▸ What is asked:
1. From the court excerpt on plural marriage, extract the portion that begins at the words "24. In the case" and ends after the words "framed by conscience.".
2. Continue the court excerpt on plural marriage and civil service eligibility from the point where it stops.

▸ Extract provided:
▬▬▬▬▬▬▬▬▬▬

24. In the case of Badruddin Vs. Aisha Begum, 1957 Allahabad Law Journal 300, it has been held that though the personal law of Muslims permitted having as many as four wives, but it could not be said that having more than one wife is a part of religion. It has been further held that neither it is made obligatory of religion nor it is framed by conscience.
25. In Ram Prasad Seth Vs. State of U.P. - (1957) 2 LLJ 172, it has been held, that the act of performing a second marriage during the lifetime of one's wife cannot be 21 regarded as an integral part of Hindu religion nor could it be regarded as practicing or professing or propagating Hindu religion.
26. In view of the above, sub-rule (2) of Rule 5 of the Rules, placing disqualification for appointment to State Civil Service on a person who has more than one wife living and a woman who has married a man already having another wife, is not violative of Articles 14, 15, 16 and 21 of the Constitution of India. The provision is intra vires the Constitution, being salutary and also in public interest, being also a social welfare measure.

▬▬▬▬▬▬▬▬▬▬

Region labeling rows

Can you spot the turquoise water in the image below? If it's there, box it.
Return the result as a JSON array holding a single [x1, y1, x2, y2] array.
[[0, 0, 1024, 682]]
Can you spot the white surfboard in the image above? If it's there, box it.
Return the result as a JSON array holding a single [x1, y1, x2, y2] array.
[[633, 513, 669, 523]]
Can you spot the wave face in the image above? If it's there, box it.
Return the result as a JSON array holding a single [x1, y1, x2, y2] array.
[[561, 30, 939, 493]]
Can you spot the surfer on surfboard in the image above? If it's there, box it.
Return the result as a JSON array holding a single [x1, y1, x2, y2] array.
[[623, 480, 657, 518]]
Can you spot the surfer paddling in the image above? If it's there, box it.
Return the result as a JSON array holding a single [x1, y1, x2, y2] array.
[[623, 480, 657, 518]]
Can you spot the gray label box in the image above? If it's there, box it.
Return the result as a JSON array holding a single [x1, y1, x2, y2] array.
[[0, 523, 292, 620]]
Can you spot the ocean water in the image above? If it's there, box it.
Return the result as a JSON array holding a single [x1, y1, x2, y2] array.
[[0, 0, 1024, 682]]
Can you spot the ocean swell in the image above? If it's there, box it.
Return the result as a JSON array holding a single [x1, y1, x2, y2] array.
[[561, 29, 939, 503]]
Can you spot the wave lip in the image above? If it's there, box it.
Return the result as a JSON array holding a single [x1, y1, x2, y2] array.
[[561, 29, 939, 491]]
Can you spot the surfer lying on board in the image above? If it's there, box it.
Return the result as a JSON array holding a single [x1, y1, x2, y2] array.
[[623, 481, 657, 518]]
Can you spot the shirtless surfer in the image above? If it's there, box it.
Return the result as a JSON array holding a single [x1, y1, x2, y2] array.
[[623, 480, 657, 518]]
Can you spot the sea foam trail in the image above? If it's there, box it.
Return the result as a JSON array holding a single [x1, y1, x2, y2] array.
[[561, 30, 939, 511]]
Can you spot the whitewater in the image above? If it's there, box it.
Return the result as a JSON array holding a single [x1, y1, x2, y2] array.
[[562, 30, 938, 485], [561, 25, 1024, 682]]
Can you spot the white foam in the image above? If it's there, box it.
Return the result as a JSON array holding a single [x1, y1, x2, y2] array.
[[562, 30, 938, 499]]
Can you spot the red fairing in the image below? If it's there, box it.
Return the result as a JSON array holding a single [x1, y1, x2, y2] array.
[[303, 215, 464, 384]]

▬▬▬▬▬▬▬▬▬▬

▸ Set of answers:
1.
24. In the case of Badruddin Vs. Aisha Begum, 1957 Allahabad Law Journal 300, it has been held that though the personal law of Muslims permitted having as many as four wives, but it could not be said that having more than one wife is a part of religion. It has been further held that neither it is made obligatory of religion nor it is framed by conscience.

2.
Re.PointNo.(2):
27. From Annexure-C, it is clear that the petitioner married Gopala B Patil and has given birth to a male child by name Anurag. First marriage of petitioner's husband has ended in a divorce. He married one Smt. Shobha B Lagade, through whom he has 3 children. Smt. Shobha B Lagade and her 3 children are residing separately. Thereafter, Gopala B Patil married Smt.Mathura, elder 22 sister of the petitioner and out of the said wedlock has 3 children, who are residing with him. Smt.Mathura is alive and is living with the petitioner's husband. The petitioner's marriage with Gopala B Patil was solemnized on 16.8.2002. In Annexure-D, a communication sent by the petitioner to the Secretary to the Government, Department of Law, Justice and Human Rights, she denied having knowledge of the first and second marriages of her husband as on the date of her marriage with him and also till a long time after her marriage. However, she has not denied the marriage of her sister Smt. Mathura and 3 children out of the said wedlock. Since the petitioner has not denied her marriage with Gopala B Patil, who has a wife living-Smt.Mathura, sub-rule (2) of Rule 5 being attracted, the petitioner has incurred the disqualification for appointment to State Civil Service. Consequently, respondents are justified in issuing the endorsement dated 15.9.2009, as at Annexure-E and rejecting her candidature to the post of Civil Judge (Jr.Dn.) 23 In view of the foregoing, the writ petition being devoid of merit is dismissed, with no orders as to costs.